■ Your goal: Copy out each of the records below word for word, changing nothing.

■ Dataset rows:

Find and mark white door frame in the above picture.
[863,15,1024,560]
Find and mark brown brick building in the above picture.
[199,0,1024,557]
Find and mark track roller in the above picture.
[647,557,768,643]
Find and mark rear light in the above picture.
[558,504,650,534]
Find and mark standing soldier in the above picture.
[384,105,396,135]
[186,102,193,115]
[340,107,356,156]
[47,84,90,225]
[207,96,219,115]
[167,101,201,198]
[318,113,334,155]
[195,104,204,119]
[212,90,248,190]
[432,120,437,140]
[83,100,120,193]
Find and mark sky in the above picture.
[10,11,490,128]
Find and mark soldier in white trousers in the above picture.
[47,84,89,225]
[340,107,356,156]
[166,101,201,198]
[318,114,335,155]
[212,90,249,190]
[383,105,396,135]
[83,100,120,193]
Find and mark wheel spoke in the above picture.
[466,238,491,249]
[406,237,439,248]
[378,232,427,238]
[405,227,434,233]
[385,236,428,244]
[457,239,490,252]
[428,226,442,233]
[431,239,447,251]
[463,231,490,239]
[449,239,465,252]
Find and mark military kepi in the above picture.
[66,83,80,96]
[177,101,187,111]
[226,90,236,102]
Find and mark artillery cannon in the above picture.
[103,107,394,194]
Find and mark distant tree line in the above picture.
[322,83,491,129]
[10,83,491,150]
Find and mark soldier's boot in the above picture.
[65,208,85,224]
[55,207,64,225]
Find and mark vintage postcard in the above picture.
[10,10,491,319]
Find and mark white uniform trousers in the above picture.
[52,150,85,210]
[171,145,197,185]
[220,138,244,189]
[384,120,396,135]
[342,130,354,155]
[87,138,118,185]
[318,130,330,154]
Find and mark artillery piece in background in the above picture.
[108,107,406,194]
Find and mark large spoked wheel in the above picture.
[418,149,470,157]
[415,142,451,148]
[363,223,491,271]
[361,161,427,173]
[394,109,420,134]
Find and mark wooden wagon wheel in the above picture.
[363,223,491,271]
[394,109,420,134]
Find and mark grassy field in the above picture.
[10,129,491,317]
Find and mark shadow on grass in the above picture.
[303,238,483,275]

■ Exercise response:
Find and mark white door frame in the above picture.
[863,15,1024,560]
Find and mark brown brick building in the above picture.
[199,0,1024,557]
Find and mark track roller in the above picture.
[647,557,768,643]
Find and mark rear light in the above picture.
[558,504,650,534]
Find and mark standing soldier in the above picture.
[384,105,396,135]
[186,102,193,115]
[340,107,356,156]
[47,84,90,225]
[207,96,219,115]
[167,101,201,198]
[318,113,334,155]
[195,104,204,119]
[212,90,248,190]
[432,120,437,140]
[83,100,120,193]
Find and mark sky in the above picture.
[10,11,490,128]
Find and mark soldier in white trousers in the above picture.
[47,84,89,225]
[340,107,356,156]
[166,101,201,198]
[318,114,335,155]
[212,90,249,190]
[383,105,396,135]
[83,100,120,193]
Find and mark wheel spoke in the above picture.
[466,238,491,249]
[406,237,439,248]
[378,232,427,238]
[405,227,434,233]
[385,236,428,244]
[457,239,490,252]
[428,226,442,233]
[431,239,447,251]
[463,231,490,239]
[449,239,465,252]
Find and mark military kepi in the above picture.
[66,83,80,96]
[177,101,187,111]
[226,90,236,102]
Find and mark artillery cannon in the above picture.
[103,107,394,194]
Find and mark distant tree line in the above picture.
[322,83,491,129]
[10,83,491,150]
Find and mark soldier's boot in the above picture.
[65,208,85,224]
[55,207,64,225]
Find and mark vintage postcard in the above picture.
[10,10,491,319]
Find and mark white uniform trousers in the above picture.
[52,150,85,210]
[171,145,197,185]
[220,138,244,189]
[384,120,396,135]
[342,130,354,155]
[87,138,118,185]
[318,130,330,154]
Find and mark artillery piece in background in the above picture.
[108,107,406,194]
Find and mark large spoked wheel in the above picture.
[418,149,470,157]
[415,142,451,148]
[363,223,491,271]
[361,161,427,173]
[394,109,420,134]
Find and mark wooden wagon wheel in the above picture.
[363,223,491,271]
[394,109,420,134]
Find and mark grassy field in the above picture.
[10,129,491,317]
Find and mark shadow on grass in the above picture.
[303,238,483,275]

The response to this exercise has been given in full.